» TO DO
1. According to the text on beer terms, which ingredient is the sole contributor to a beer's color?
2. Print the part of the beer text starting with "I've been feeling" and going on through "it shall we?".

Beer in Translation



I've been feeling a bit sick for the past few weeks so I've had to limit my beer consumption unfortunately.  So I decided to take this time to write an entry on some of the terms I write about to describe beer in the reviews and how they relate to the ingredients within a beer so that you, the reader, may be able to start distinguishing the flavor profile of a brew.  Not only will you be able to understand what I'm trying to say in my reviews and articles but also start characterizing the beer you drink to better determine your likes/dislikes.

The tagline to this blog is to savor the mix of barley, water, hops and yeast.  These are the primary ingredients found in any beer and contribute to the color, aroma, mouthfeel, and taste.  I'm going to attempt to break each of the ingredients down and how they contribute to the beer's flavor.  Let's get on with it shall we?




Barley (Malt) - Barley is a grain (and cousin to wheat) that goes through a malting process, which is to say the barley is soaked in water, then baked in a kiln.  This provides yeast something to eat during fermentation of beer, which results in the by-product of sugar, carbon dioxide, and alcohol.  Depending on the types and amount of malt used, you will get different types of sweetness, ranging from notes of toffee, coffee, chocolate, and nuttiness.  The more malt used, the more the yeast has to digest, the more rich flavor and alcoholic content there may be.  Malt is also the sole contributor to color of beer; a darker malt will provide a darker colored beer and a lighter malt will contribute to a lighter colored beer. 



Hops - Hops are another plant used mainly for flavoring and its preservative nature in beer.  It provides the acidity to a beer to counter the sweetness provided by the malt.  The hops contribute alot to the aroma of the beer, bringing smells of citrus, pine, grass, and a spicy bite.  In the flavor profile, there is a bitterness or astringency (dryness, similar to tannins in wine) added to  beer.  Aroma and taste go hand in hand so what you smell may be closely related to what is tasted.  A well-balanced beer will have a good interaction of bitterness and sweetness.

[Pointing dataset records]
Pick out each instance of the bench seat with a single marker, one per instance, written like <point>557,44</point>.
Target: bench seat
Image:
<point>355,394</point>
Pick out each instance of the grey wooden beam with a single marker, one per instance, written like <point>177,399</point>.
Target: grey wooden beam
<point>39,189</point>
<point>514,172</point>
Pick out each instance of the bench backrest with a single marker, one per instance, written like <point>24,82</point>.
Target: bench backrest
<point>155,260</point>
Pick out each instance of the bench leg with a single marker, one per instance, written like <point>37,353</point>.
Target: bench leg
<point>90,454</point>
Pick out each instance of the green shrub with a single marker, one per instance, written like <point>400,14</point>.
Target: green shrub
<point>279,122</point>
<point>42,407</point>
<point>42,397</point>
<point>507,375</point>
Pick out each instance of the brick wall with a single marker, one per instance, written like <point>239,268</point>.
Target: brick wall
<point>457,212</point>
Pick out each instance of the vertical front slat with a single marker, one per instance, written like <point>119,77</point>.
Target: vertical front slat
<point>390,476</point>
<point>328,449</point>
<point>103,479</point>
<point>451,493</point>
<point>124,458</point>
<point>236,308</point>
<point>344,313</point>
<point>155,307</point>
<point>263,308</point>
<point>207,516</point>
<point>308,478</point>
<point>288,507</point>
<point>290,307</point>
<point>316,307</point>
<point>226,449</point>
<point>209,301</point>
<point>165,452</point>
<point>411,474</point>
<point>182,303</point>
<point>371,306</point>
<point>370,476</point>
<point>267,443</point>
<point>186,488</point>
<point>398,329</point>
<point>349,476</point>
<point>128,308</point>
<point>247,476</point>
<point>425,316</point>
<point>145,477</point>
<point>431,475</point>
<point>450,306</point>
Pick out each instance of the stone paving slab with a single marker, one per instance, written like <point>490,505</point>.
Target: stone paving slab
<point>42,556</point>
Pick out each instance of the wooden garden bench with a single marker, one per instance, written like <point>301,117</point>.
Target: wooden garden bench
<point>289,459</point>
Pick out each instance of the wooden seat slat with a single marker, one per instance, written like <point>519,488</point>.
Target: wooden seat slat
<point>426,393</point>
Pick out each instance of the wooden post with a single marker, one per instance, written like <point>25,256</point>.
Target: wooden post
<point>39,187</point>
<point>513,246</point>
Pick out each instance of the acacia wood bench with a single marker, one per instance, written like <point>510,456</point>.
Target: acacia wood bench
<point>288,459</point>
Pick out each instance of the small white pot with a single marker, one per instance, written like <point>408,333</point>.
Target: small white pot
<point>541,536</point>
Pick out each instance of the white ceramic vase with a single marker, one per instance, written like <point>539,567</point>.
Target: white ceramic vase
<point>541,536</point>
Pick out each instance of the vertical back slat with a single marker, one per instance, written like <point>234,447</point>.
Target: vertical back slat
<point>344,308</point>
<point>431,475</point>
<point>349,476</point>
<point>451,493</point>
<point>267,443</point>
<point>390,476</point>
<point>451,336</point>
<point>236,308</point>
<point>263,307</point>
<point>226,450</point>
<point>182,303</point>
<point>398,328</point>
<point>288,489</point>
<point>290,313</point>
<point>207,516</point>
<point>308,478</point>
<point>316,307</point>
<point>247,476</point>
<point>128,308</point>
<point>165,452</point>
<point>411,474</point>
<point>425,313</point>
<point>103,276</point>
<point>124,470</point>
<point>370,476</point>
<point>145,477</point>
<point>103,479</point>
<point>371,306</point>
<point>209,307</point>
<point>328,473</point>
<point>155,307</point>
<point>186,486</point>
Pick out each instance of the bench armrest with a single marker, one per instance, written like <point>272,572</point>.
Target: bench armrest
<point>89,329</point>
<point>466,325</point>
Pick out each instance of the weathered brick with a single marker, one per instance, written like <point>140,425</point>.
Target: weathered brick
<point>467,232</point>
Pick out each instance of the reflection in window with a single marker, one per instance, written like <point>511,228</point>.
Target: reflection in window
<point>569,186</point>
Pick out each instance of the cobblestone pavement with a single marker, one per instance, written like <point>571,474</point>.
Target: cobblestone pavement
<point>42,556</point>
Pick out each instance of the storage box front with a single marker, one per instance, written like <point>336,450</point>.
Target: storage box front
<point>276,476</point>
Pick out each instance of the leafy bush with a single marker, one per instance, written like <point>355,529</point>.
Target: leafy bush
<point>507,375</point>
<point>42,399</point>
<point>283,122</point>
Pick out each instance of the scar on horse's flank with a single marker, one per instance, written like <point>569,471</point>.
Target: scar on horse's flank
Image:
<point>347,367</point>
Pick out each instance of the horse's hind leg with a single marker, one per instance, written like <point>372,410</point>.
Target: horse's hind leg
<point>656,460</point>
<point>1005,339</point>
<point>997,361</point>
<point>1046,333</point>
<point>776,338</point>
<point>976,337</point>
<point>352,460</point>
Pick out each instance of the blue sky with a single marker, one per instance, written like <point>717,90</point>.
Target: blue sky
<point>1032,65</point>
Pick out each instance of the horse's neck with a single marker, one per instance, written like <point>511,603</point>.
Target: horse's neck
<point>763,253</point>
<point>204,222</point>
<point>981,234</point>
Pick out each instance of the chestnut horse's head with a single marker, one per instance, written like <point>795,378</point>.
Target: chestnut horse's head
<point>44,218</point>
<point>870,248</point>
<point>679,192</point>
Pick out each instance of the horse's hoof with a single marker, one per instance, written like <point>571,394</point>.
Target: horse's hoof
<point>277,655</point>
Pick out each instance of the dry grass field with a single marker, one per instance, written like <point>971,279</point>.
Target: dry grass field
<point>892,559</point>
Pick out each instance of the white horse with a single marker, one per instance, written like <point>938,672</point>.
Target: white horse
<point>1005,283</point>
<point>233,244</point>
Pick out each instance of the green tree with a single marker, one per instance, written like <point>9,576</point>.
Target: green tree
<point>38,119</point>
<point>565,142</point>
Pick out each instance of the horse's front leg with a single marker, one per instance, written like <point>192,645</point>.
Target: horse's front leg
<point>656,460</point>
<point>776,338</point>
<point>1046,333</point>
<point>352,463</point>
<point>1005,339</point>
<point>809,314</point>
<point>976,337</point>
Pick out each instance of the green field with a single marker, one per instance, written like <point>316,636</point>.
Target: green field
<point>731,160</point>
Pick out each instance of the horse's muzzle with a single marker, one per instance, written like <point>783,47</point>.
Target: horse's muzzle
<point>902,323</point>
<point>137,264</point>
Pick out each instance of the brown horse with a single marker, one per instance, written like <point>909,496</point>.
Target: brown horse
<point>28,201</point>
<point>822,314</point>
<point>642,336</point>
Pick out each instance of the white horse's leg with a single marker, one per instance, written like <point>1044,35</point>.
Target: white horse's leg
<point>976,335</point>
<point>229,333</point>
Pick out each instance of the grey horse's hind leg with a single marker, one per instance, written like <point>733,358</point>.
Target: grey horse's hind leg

» EXPECTED OUTPUTS
1. Malt is the sole contributor to a beer's color.

2.
I've been feeling a bit sick for the past few weeks so I've had to limit my beer consumption unfortunately.  So I decided to take this time to write an entry on some of the terms I write about to describe beer in the reviews and how they relate to the ingredients within a beer so that you, the reader, may be able to start distinguishing the flavor profile of a brew.  Not only will you be able to understand what I'm trying to say in my reviews and articles but also start characterizing the beer you drink to better determine your likes/dislikes.

The tagline to this blog is to savor the mix of barley, water, hops and yeast.  These are the primary ingredients found in any beer and contribute to the color, aroma, mouthfeel, and taste.  I'm going to attempt to break each of the ingredients down and how they contribute to the beer's flavor.  Let's get on with it shall we?